— START DATASET RECORDS —

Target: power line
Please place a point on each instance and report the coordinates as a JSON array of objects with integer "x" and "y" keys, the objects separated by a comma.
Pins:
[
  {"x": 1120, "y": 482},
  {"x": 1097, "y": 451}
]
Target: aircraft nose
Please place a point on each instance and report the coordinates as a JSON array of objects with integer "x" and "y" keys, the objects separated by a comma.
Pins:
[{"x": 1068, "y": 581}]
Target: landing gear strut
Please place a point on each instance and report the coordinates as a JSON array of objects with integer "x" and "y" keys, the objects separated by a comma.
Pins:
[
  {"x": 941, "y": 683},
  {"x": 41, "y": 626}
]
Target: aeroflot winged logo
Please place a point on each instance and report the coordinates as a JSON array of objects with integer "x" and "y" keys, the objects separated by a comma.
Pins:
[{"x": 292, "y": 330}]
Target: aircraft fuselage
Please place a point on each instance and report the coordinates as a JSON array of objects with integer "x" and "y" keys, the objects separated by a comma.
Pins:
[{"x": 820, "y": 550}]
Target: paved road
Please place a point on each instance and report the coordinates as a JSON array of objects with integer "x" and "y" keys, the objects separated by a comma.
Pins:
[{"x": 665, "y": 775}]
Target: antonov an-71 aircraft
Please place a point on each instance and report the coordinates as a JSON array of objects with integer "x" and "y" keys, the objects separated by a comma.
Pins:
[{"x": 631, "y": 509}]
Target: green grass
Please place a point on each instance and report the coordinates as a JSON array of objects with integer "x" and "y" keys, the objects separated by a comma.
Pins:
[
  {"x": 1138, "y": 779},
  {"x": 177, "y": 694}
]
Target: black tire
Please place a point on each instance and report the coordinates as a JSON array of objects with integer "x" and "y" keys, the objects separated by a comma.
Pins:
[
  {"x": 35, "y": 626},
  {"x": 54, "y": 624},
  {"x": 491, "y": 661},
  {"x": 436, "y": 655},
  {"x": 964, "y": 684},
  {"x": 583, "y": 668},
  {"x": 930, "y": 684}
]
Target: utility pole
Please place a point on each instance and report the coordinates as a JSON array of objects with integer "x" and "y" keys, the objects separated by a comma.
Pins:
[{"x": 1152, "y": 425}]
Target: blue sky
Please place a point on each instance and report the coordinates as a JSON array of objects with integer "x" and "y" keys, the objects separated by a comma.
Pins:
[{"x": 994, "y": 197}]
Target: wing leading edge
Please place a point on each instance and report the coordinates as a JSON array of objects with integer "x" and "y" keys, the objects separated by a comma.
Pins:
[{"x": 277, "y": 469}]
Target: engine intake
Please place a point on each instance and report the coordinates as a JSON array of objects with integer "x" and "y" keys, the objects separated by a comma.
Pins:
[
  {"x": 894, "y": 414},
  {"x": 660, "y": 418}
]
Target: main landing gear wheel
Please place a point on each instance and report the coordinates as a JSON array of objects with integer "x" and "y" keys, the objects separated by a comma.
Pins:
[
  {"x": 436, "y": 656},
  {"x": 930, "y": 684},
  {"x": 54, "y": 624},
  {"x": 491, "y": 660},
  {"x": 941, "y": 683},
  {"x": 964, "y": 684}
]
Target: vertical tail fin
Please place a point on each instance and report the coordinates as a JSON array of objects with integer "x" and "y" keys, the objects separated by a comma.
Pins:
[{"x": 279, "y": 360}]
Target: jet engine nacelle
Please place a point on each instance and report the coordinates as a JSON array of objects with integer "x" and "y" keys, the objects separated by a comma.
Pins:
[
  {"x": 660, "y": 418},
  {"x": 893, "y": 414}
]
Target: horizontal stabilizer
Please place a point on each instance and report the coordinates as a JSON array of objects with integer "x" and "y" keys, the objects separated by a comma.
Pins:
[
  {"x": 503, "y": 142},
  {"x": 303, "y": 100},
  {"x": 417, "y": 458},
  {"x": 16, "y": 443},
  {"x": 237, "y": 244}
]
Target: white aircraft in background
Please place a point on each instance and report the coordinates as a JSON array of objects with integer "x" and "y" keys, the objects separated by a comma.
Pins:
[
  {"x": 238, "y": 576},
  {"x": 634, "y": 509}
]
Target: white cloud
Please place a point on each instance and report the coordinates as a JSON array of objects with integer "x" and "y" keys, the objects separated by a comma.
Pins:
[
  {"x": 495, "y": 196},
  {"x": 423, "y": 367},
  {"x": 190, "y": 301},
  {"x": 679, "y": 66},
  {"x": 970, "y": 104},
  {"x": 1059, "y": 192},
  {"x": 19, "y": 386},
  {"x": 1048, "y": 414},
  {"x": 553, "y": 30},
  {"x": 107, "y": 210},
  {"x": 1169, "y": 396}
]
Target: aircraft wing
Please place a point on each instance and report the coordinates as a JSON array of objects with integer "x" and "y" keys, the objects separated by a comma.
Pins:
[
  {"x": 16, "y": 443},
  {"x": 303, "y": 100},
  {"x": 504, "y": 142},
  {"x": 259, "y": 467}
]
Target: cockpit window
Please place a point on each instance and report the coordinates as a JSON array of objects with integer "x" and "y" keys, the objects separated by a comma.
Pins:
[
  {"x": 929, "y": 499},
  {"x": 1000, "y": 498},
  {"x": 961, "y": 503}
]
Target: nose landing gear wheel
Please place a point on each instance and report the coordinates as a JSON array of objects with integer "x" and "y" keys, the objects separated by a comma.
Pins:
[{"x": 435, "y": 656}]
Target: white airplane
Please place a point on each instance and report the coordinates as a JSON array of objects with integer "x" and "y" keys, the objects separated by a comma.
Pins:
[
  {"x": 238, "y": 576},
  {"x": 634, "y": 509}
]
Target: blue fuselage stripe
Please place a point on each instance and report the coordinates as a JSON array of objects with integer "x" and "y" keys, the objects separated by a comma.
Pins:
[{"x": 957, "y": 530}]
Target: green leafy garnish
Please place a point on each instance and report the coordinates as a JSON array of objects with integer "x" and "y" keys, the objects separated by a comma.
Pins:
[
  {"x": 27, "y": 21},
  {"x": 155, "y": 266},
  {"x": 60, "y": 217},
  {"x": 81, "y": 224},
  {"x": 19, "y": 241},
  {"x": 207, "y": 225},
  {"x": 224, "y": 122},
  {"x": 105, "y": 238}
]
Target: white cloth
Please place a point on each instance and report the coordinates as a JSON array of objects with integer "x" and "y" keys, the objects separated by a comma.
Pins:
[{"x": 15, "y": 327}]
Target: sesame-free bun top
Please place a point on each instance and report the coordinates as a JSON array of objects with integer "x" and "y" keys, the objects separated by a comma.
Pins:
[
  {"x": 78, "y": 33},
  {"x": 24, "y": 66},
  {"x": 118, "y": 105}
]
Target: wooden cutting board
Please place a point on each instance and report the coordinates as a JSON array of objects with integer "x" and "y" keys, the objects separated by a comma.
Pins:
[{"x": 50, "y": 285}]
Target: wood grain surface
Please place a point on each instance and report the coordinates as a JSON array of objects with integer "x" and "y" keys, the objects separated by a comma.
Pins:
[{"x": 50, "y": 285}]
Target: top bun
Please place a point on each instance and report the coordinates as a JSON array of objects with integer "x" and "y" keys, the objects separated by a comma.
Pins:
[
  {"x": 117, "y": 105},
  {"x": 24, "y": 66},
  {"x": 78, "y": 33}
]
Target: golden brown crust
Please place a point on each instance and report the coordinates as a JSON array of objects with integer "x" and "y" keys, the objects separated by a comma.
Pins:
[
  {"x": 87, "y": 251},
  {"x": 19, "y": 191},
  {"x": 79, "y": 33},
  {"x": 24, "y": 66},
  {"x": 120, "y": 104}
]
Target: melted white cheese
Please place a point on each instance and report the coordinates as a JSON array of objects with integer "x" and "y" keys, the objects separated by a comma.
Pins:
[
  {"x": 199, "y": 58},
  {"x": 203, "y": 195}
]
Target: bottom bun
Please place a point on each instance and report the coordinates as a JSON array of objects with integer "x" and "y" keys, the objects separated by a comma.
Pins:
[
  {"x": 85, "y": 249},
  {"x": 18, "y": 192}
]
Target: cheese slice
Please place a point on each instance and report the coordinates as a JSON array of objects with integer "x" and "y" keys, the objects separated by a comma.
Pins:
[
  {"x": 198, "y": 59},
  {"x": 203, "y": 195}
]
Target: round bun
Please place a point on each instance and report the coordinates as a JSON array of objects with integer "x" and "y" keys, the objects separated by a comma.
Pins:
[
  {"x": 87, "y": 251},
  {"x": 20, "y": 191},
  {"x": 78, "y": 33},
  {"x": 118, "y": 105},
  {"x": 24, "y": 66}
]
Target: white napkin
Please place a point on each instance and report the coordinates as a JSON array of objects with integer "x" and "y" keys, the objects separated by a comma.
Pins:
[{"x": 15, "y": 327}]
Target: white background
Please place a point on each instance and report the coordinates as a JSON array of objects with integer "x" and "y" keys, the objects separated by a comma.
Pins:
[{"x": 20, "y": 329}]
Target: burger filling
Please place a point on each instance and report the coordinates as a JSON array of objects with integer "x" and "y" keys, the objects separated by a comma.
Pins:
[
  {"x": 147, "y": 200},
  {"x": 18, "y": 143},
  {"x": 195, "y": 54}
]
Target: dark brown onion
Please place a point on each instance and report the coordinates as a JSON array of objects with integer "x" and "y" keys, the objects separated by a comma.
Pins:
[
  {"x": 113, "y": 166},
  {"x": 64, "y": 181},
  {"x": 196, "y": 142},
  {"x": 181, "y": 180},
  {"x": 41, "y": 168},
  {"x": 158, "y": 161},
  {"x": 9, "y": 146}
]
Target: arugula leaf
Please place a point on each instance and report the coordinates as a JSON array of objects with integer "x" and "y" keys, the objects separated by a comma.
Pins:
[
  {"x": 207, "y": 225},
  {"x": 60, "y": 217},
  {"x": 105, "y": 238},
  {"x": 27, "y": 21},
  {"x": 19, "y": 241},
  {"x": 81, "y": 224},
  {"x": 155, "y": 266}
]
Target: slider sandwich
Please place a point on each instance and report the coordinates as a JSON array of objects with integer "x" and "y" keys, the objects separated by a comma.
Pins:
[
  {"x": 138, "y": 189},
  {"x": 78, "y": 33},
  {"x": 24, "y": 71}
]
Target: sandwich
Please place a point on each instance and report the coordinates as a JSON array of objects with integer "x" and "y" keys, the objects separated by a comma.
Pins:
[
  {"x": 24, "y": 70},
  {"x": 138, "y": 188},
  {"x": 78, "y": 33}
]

— END DATASET RECORDS —

• _AIM OF THE TASK_
Repeat only the stretch of lines that opens with the line containing "Target: white napkin" and closes with the final line of the entries, both included, exactly as written.

• _TASK OUTPUT_
Target: white napkin
Please place a point on each instance and report the coordinates as a JSON array of objects with integer "x" and "y" keys, the objects separated by a comma.
Pins:
[{"x": 15, "y": 327}]
Target: white background
Please place a point on each instance and report the coordinates as a JSON array of objects with integer "x" and "y" keys, the objects separated by a comma.
Pins:
[{"x": 20, "y": 329}]
Target: burger filling
Please place a point on each instance and report the coordinates as a JSON array of objects with integer "x" and "y" keys, the objects separated by a comma.
Pins:
[
  {"x": 147, "y": 200},
  {"x": 18, "y": 143},
  {"x": 195, "y": 54}
]
Target: dark brown onion
Please place a point on each instance and report the coordinates as a JSON array of objects with integer "x" and "y" keys, the objects separated by a comma.
Pins:
[
  {"x": 113, "y": 166},
  {"x": 64, "y": 181},
  {"x": 196, "y": 142},
  {"x": 181, "y": 180},
  {"x": 41, "y": 168},
  {"x": 158, "y": 161},
  {"x": 9, "y": 146}
]
Target: arugula leaf
Please place a point on each instance and report the coordinates as a JSON array of objects with integer "x" and "y" keys, the objects separated by a comma.
Pins:
[
  {"x": 207, "y": 225},
  {"x": 60, "y": 217},
  {"x": 105, "y": 238},
  {"x": 27, "y": 21},
  {"x": 19, "y": 241},
  {"x": 81, "y": 224},
  {"x": 155, "y": 266}
]
Target: slider sandwich
Please place a point on each instance and report the coordinates as a JSON array of objects with integer "x" and "y" keys, the objects separated by a comma.
Pins:
[
  {"x": 138, "y": 189},
  {"x": 78, "y": 33},
  {"x": 24, "y": 71}
]
Target: sandwich
Please place a point on each instance and report the coordinates as a JSON array of objects with integer "x" and "y" keys, the objects separated by a comma.
Pins:
[
  {"x": 24, "y": 70},
  {"x": 138, "y": 188},
  {"x": 78, "y": 33}
]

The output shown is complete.